Pointing records
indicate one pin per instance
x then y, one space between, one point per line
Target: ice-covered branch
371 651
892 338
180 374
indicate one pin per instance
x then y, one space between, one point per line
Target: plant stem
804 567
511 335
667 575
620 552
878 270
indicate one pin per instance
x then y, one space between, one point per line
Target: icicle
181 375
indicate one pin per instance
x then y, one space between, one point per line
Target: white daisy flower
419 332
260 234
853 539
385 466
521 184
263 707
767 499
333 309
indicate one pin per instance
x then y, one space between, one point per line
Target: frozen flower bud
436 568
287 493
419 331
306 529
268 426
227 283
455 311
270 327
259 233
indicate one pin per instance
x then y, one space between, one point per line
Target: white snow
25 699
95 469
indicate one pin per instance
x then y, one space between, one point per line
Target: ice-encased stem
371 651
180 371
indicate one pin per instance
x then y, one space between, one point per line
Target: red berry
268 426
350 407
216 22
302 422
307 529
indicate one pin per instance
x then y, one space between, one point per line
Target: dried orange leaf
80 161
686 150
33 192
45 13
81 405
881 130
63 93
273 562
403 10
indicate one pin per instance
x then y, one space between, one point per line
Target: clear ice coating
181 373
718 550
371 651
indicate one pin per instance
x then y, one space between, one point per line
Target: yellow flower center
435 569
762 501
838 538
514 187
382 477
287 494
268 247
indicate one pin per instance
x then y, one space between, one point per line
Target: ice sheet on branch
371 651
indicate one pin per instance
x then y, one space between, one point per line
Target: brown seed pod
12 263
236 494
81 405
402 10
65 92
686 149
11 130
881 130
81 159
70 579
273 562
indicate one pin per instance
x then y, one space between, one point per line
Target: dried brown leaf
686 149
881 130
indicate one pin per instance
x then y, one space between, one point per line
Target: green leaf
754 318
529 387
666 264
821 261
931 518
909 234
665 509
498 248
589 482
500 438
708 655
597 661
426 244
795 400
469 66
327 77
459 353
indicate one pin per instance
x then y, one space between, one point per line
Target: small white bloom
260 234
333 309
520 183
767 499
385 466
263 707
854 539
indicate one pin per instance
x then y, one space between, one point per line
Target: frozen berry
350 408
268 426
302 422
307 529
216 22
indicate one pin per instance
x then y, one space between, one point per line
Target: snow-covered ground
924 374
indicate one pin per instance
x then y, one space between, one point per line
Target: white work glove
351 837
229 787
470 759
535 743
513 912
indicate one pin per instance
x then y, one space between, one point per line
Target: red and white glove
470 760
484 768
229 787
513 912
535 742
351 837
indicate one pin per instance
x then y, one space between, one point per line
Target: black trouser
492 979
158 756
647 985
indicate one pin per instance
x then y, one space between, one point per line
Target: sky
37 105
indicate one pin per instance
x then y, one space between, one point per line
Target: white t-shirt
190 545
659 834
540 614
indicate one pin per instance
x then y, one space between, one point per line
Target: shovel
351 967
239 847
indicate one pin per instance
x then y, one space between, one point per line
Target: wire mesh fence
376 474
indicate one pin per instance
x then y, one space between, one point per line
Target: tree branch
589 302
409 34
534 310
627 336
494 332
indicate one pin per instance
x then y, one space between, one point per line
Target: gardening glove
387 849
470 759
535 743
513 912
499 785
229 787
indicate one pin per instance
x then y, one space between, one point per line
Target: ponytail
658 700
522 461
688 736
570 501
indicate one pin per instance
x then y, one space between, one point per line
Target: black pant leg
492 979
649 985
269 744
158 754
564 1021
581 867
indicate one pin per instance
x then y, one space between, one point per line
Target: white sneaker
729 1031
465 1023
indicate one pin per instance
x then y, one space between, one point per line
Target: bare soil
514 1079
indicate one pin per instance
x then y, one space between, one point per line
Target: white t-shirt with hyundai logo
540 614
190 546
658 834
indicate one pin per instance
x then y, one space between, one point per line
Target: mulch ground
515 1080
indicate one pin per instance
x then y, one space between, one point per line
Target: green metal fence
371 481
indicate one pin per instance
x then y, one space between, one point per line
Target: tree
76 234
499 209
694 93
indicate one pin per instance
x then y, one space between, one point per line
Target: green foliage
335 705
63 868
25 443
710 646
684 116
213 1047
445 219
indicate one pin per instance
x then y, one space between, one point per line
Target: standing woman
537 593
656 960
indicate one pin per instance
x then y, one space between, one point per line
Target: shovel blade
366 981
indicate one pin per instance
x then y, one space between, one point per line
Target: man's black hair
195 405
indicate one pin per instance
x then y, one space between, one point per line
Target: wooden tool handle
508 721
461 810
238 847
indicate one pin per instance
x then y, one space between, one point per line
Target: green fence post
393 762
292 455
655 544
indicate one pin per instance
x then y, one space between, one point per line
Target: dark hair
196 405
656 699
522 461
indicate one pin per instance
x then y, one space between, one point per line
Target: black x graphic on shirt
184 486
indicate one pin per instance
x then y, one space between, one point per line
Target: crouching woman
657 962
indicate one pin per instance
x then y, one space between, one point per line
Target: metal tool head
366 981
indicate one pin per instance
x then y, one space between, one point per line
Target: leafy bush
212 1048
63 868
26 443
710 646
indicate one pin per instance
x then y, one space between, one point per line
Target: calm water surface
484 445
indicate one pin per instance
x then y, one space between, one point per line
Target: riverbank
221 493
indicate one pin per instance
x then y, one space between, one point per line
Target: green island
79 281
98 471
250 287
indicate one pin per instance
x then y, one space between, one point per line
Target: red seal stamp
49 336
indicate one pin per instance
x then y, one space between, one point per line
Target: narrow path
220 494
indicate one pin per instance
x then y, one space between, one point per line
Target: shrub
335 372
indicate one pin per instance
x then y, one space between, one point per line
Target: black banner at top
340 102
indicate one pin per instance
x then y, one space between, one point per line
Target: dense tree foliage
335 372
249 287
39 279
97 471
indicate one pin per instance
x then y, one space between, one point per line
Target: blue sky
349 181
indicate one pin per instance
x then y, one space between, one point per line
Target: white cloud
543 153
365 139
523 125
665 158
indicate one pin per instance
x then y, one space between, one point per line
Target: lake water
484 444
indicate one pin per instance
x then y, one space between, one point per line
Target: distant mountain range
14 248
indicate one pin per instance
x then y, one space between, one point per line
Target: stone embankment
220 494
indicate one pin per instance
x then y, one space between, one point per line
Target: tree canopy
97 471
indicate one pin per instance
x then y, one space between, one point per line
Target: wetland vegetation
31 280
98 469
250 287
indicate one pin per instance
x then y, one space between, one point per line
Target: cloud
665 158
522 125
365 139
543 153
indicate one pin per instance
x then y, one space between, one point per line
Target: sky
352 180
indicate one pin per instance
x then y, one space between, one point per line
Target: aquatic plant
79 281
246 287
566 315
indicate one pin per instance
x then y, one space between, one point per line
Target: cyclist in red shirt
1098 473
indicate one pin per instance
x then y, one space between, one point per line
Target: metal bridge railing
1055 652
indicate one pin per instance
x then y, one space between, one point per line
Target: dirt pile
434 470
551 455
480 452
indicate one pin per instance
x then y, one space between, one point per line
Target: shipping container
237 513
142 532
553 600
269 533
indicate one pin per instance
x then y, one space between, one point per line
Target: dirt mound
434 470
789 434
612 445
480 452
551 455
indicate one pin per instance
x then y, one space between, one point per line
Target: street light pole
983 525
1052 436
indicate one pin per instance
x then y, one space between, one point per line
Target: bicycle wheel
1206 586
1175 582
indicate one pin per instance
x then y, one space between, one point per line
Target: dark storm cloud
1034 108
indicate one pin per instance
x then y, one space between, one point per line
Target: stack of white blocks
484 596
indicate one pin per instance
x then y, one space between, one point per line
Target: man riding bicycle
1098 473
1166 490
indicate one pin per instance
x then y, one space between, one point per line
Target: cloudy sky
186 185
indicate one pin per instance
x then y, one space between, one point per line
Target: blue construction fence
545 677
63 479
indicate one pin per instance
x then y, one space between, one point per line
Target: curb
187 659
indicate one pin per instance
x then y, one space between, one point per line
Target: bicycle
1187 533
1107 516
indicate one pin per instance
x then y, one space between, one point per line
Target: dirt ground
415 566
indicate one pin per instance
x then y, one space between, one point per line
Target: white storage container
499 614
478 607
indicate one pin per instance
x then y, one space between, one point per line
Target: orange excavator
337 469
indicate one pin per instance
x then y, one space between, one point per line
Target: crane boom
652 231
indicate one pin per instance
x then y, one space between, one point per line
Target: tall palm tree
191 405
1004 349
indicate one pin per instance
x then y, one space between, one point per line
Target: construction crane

### What the exercise asks
Locate each line in the entries that contains the string "snow", treating uppercase and lowercase as different, and copy every such line.

### Exercise output
Target: white snow
Target: snow-covered ground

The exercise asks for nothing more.